-- YOUR ASSIGNMENT --
Every line of the entries that holds the word "shore" is to be copied.

--- PROVIDED MATERIAL Enclosed Below ---

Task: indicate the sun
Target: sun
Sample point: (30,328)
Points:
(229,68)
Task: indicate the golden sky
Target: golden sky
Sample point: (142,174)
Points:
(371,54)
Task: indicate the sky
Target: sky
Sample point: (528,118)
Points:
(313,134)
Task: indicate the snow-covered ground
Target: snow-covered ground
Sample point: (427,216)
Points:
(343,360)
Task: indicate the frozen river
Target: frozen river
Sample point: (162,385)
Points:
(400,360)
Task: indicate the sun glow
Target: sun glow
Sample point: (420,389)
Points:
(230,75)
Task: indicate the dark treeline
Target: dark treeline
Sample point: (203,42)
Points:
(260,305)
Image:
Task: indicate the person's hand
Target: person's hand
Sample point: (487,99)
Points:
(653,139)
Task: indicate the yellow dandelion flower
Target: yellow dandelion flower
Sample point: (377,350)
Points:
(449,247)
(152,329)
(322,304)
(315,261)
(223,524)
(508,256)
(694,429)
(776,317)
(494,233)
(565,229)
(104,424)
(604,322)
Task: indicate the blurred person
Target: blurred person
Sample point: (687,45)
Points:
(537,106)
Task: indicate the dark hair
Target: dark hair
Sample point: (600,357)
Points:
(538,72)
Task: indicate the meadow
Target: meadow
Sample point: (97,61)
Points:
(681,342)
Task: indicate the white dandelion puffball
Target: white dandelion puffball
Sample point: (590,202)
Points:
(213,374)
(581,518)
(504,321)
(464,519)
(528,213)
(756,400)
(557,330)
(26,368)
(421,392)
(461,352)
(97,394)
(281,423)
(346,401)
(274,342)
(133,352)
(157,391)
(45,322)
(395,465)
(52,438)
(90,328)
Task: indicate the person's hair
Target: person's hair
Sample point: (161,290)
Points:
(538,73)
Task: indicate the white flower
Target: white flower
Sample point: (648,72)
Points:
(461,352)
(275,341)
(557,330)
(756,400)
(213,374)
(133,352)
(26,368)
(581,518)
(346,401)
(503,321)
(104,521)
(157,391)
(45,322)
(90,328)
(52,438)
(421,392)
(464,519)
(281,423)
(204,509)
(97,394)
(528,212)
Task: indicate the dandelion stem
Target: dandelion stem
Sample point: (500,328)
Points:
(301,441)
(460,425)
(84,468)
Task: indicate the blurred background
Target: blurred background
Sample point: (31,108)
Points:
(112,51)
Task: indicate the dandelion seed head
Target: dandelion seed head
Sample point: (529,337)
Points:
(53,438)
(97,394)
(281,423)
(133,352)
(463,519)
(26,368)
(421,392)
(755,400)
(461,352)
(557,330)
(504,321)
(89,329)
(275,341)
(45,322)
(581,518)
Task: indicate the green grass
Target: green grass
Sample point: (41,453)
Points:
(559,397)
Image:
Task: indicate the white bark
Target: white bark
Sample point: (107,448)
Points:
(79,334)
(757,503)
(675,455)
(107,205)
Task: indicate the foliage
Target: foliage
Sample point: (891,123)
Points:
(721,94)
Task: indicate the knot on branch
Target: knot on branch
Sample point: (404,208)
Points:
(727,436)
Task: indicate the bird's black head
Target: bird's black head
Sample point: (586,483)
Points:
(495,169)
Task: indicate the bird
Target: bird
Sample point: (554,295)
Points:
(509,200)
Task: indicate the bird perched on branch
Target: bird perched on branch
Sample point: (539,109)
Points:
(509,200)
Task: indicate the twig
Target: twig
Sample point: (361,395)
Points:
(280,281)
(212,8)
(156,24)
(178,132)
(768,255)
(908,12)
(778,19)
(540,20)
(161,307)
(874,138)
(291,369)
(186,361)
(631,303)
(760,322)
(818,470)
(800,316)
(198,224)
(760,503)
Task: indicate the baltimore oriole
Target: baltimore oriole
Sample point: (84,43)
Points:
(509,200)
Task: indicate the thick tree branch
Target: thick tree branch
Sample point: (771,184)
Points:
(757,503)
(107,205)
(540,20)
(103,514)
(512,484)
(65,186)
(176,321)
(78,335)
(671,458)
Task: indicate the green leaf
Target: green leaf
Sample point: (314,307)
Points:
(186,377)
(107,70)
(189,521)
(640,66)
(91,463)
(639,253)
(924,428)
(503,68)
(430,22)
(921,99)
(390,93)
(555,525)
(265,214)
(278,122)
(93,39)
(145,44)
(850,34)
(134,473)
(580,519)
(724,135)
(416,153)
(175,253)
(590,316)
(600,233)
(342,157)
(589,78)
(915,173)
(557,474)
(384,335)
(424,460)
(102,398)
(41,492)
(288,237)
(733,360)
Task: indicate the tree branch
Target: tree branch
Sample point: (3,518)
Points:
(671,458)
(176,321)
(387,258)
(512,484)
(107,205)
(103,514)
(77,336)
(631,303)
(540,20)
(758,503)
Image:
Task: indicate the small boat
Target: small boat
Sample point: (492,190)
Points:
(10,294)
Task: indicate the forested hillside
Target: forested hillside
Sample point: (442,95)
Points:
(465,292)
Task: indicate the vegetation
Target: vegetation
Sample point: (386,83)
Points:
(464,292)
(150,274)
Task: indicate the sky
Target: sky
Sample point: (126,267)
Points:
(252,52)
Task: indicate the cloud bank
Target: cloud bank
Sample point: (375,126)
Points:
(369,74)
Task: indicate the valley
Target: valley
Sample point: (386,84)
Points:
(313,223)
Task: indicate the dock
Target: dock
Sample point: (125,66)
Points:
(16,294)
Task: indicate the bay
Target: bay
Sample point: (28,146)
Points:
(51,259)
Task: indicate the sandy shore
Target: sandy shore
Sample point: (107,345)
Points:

--- End of Enclosed PROVIDED MATERIAL ---

-- TASK SOLUTION --
Task: indicate the sandy shore
Target: sandy shore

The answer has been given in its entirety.